Travail à faire ▸
1 - Reproduisez fidèlement le passage du billet sur les déplacements à Kyōto qui va de « Mon haut fait » jusqu'à « dans l’archipel (Tōkyō). ».
2 - Relevez tous les moyens de transport maritimes cités dans le billet sur les déplacements à Kyōto.
3 - Poursuivez le billet sur les déplacements à Kyōto en enchaînant directement après sa dernière phrase.

---------- Texte de la page

Je vais, je vais et je viens

“Va, cours, vole, et nous venge.” Disait Don Diègue à son fiston de Cid (I, 5). Pour ma part, je cours et vole peu, me venge souvent et vais beaucoup, très beaucoup même.

Mon haut fait “le Grand Malade”, la tournée intégrale des temples et sanctuaires de ma bonne ville de Kyōto, m’oblige à me déplacer beaucoup. Sans parler des sorties à tire-larigot pour telle ou telle fête, des descentes à répétitions dans le Gion, des vadrouilles dans le reste de la ville, des escapades touristiques dans les alentours (Ōtsu, Uji, Nara) ou ailleurs dans l’archipel (Tōkyō).

Comment se déplacer au Japon, et plus spécifiquement à Kyōto ?

Je vais passer sur les modes de déplacements farfelus, ayant une expérience nulle en matière de rollers, skateboard, monocycle, fusée dorsale, dos de chameau ou d’éléphant, croiseur stellaire, et très limitée en pousse-pousse. Dans le domaine plus conventionnel des déplacements maritimes, du ferry au paquebot de croisière en passant par le sous-marin et la pirogue, j’avoue mon ignorance crasse faute d’occasion d’essayer depuis mon arrivée.

--------------------
---------- Extrait de données

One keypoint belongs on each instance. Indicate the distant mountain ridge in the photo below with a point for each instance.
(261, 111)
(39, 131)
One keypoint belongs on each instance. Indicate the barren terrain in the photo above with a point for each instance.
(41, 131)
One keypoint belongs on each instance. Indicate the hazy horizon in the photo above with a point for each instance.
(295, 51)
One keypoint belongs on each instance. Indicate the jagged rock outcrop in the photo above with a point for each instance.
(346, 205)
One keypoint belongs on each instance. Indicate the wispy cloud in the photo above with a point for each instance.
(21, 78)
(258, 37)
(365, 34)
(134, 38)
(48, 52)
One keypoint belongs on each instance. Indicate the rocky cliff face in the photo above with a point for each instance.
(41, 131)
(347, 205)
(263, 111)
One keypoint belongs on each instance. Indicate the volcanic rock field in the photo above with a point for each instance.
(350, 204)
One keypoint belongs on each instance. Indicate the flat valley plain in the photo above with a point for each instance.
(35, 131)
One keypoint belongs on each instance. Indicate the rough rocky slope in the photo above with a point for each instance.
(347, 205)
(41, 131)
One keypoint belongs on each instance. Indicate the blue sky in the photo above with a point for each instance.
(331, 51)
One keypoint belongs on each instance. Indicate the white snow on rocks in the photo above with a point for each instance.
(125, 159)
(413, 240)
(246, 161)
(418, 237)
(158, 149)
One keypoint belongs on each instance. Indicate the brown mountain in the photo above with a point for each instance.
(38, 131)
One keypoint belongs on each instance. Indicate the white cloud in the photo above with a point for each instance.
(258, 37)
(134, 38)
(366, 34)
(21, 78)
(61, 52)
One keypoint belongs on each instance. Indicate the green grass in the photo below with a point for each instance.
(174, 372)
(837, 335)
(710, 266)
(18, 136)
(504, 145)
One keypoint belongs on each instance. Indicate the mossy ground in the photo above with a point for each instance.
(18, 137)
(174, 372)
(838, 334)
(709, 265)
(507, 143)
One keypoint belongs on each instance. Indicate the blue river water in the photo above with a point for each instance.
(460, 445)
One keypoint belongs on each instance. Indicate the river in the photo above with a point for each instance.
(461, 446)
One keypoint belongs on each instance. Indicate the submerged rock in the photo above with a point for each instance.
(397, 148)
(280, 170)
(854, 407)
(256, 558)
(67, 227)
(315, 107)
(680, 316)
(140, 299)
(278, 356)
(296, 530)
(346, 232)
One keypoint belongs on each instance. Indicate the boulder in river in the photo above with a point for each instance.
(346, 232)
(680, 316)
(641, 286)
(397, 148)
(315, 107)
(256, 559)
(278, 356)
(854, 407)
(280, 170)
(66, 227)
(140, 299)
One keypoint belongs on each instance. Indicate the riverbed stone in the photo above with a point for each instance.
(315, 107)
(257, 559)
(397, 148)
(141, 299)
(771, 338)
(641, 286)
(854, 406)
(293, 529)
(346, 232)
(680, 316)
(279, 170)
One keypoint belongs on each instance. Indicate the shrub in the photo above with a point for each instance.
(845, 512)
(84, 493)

--------------------

Réponses dans l'ordre ▸
1 -
Mon haut fait “le Grand Malade”, la tournée intégrale des temples et sanctuaires de ma bonne ville de Kyōto, m’oblige à me déplacer beaucoup. Sans parler des sorties à tire-larigot pour telle ou telle fête, des descentes à répétitions dans le Gion, des vadrouilles dans le reste de la ville, des escapades touristiques dans les alentours (Ōtsu, Uji, Nara) ou ailleurs dans l’archipel (Tōkyō).

2 - ferry, paquebot de croisière, sous-marin, pirogue

3 -
Je n’affabule pas au sujet des trajets à dos d’éléphant.

Avion

C’est le mode de transport le plus utilisé pour venir au Japon. Un scoop !…
Pour les aventuriers, il existe un train direct Paris-Moscou (38h de trajet) ; de là vous prenez le Transsibérien jusqu’à Vladivostock (1 semaine de trajet) ; puis le ferry jusqu’au Japon via la Corée (2 jours). Et qu’on ne vienne pas me dire que l’idée est délirante (la preuve). De toute façon, c’est hors sujet, j’ai parlé de se déplacer au Japon, pas vers le Japon.

Fait notable, Kyōto n’a pas d’aéroport à elle. Elle dépend de l’aéroport international du Kansai (関西国際空港) au sud d’Ōsaka à une heure et demie de train, qui dessert, comme son nom l’indique, l’international. Elle dépend également de l’aéroport international d’Ōsaka (大阪国際空港), également appelé aéroport d’Itami (伊丹空港) qui, comme son nom ne l’indique pas, est dédié aux vols intérieurs. Le nom trompeur vient du fait que l’aéroport d’Ōsaka-Itami, autrefois effectivement international, a été reconverti suite à la construction de l’aéroport du Kansai.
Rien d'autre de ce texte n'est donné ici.